### SET EXERCISE
Pull out every line in the entries below that contains the string "blue", and copy each one in full.

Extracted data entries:
........

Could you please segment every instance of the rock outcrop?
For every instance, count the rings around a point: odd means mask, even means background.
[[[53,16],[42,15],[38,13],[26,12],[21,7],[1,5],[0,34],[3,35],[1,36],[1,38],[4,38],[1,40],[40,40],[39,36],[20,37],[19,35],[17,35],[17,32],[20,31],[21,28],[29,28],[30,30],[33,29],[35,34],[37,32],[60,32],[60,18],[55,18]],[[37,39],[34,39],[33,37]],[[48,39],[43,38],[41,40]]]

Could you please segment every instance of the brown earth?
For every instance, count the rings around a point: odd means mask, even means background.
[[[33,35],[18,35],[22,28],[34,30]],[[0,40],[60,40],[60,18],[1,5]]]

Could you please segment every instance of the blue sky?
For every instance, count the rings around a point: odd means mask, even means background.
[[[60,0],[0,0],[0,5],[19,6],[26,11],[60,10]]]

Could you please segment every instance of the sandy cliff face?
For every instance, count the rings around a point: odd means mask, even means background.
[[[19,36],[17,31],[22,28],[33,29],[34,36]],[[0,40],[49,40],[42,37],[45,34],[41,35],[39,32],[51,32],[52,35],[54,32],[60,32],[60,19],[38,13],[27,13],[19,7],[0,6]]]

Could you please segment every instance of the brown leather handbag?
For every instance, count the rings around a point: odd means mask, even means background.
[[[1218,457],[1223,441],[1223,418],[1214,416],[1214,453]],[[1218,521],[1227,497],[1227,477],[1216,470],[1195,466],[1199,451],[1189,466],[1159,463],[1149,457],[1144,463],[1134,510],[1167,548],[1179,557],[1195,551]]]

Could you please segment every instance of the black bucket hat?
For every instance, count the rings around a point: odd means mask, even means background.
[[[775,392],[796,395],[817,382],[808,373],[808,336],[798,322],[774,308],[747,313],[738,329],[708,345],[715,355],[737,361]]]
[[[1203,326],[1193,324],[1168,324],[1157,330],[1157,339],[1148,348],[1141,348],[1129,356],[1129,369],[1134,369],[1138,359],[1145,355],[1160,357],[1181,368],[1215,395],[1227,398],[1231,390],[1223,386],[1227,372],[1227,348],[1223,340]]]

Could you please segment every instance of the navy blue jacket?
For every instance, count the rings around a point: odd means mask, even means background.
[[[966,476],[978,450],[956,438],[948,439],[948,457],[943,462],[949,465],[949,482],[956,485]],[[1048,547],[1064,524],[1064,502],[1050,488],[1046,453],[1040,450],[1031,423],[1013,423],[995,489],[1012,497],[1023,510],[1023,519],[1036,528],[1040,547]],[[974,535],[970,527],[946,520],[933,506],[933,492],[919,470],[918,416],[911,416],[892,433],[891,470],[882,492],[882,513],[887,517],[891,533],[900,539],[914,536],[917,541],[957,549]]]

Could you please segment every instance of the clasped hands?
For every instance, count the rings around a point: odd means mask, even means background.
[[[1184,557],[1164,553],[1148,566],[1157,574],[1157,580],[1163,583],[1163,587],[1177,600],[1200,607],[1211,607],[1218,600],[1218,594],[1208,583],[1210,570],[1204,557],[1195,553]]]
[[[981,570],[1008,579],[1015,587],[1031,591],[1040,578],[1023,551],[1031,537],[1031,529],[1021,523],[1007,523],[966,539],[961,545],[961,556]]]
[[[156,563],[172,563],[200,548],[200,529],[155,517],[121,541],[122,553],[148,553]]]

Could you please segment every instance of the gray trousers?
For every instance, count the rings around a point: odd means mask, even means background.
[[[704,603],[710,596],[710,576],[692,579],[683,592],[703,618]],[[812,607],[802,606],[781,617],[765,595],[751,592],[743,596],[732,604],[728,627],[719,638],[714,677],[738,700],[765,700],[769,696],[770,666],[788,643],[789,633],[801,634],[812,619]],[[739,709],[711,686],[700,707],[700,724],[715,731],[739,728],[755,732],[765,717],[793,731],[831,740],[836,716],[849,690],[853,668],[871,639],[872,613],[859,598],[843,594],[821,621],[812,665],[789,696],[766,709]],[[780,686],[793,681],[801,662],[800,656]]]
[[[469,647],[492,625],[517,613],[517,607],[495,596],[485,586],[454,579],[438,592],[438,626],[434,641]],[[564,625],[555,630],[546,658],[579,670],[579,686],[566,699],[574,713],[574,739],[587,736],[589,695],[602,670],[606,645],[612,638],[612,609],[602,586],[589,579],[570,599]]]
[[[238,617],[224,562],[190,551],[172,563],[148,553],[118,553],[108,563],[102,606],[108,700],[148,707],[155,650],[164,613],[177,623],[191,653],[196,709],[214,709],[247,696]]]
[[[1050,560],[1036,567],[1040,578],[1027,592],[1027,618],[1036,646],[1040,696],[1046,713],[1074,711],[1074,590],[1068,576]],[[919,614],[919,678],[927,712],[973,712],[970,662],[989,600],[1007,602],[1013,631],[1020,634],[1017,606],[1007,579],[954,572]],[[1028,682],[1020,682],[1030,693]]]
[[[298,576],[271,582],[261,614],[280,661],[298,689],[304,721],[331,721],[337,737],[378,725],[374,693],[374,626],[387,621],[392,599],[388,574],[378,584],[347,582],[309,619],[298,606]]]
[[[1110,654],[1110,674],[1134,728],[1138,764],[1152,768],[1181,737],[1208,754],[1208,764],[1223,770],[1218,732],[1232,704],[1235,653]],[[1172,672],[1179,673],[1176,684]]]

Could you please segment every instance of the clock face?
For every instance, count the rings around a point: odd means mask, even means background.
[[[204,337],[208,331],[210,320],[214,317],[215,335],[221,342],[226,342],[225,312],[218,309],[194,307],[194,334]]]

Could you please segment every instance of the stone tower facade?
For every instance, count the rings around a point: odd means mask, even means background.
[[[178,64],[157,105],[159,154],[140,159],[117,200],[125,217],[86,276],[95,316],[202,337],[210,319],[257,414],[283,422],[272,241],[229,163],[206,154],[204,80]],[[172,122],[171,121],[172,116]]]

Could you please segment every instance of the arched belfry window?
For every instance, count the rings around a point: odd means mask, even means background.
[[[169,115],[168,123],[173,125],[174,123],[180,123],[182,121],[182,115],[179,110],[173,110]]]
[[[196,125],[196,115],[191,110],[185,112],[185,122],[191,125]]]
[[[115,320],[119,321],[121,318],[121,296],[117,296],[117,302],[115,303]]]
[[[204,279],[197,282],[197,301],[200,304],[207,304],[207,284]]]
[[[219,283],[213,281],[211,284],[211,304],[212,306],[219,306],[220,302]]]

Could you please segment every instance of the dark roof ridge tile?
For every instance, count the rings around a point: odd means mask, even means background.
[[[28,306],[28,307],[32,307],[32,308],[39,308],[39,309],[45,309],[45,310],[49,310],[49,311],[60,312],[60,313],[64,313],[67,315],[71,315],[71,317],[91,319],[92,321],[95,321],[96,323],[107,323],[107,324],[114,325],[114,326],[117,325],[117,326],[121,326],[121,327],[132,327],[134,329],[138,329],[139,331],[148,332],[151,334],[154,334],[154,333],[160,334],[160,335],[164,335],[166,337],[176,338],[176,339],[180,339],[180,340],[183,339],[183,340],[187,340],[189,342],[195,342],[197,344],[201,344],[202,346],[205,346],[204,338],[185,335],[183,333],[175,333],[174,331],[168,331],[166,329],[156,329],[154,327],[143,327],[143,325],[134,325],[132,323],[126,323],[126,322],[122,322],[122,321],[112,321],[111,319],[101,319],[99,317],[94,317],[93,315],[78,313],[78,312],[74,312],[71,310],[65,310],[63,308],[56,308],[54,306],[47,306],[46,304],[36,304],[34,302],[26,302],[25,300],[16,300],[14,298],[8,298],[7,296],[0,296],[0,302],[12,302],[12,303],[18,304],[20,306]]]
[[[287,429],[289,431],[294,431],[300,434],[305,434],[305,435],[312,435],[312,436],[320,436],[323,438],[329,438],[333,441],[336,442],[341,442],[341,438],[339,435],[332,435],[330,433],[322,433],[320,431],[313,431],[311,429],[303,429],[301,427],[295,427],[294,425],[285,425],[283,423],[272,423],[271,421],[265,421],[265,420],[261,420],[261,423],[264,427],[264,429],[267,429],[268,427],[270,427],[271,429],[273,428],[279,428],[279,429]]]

........

### ANSWER FOR THE TASK
Could you please segment every instance of the blue sky?
Could you please segment every instance of the navy blue jacket?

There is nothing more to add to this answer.